Excerpt provided =
* BEGIN *
Season 4, by contrast, brought them together in the face of tragedy. Watching them rally around one another in grief rather than greed boggled the mind, but the show succeeded in puncturing some of their characteristic narcissism. Still, their post-mourning solidarity could last only so long: As the series drew toward its epic conclusion, it became clear that the Roy siblings would always return to their trademark nastiness and caustic wit—even without their father as an obvious adversary. Once again, Succession managed, in offensively lavish environments, to extract new meaning and heightened drama from its cyclical character studies. The rot, as ever, came from within.
3. The Bear (Hulu)
CHUCK HODES/FX The first season of the FX-produced half-hour drama about a Chicago restaurant was gripping, even though nearly every scene was teeming with anxiety-inducing tension. For Season Two, The Bear eased up a little, letting Carmy (Jeremy Allen White), Sydney (Ayo Edebiri), Richie (Ebon Moss-Bachrach), and the rest of the cast enjoy the process of turning their Italian beef sandwich shop into a fine-dining establishment. There was still a lot of tension, especially in the guest-packed Christmas flashback episode and the season finale.
However, there were also plenty of amazing moments of joy, such as Marcus (Lionel Boyce) traveling to Copenhagen to perfect his dessert-making craft and Richie taking an apprenticeship at the best restaurant in the world. A show that masters mood, both positive and negative.
4. Beef (Netflix)
Anger permeates Beef, a searing half-hour comedy about a road rage incident that escalates into an unstoppable feud. But the show was not just shocking set pieces and characters screaming at one another; it was a rather thoughtful exploration of our instinct—and even need—for outrage. Amy (Ali Wong), a wealthy entrepreneur with a nuclear family, is afraid of tarnishing her impeccable reputation as a girl boss who has it all, and Danny (Steven Yeun), a contractor taking care of his younger brother, lives paycheck to paycheck and has developed a tough front to survive.
* END *
What is required = In the excerpt ranking TV shows, which city does Marcus travel to in order to perfect his dessert-making craft?

Data provided =
* BEGIN *
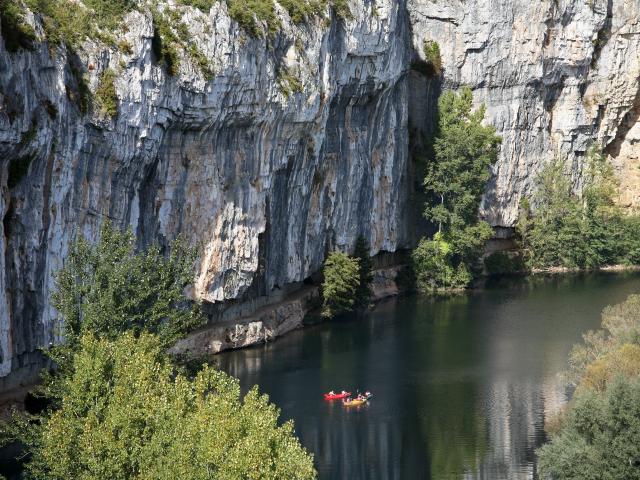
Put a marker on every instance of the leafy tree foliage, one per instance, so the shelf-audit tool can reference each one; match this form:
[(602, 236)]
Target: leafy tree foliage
[(600, 438), (577, 230), (620, 327), (117, 406), (363, 293), (16, 32), (341, 283), (108, 288), (463, 151), (127, 414), (433, 264)]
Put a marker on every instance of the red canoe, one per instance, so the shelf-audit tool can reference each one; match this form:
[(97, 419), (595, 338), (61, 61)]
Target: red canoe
[(336, 396)]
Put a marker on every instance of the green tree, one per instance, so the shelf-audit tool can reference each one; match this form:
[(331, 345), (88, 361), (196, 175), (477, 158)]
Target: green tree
[(600, 438), (463, 152), (127, 414), (578, 228), (464, 149), (341, 283), (433, 264), (363, 293), (108, 288), (598, 434)]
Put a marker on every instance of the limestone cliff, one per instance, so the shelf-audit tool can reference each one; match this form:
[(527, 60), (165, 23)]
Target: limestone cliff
[(266, 178)]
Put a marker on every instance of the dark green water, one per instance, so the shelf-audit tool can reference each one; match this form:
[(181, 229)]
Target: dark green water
[(462, 386)]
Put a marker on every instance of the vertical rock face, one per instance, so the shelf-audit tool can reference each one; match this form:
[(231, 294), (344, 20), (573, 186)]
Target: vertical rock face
[(265, 178), (555, 75)]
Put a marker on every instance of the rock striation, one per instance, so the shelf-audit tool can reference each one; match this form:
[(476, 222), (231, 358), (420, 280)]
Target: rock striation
[(266, 179)]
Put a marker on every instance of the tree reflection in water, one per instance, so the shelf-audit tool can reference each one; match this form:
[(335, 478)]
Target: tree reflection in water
[(462, 385)]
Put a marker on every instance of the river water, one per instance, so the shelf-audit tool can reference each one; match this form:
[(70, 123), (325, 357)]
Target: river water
[(461, 385)]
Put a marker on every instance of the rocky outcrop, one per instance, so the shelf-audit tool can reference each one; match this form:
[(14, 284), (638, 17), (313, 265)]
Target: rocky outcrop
[(555, 76), (265, 179)]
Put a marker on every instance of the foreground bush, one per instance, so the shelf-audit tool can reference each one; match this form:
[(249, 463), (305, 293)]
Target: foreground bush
[(600, 438), (126, 414), (598, 434)]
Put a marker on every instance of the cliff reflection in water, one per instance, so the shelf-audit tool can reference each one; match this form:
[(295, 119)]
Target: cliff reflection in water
* END *
Output of the task = Copenhagen.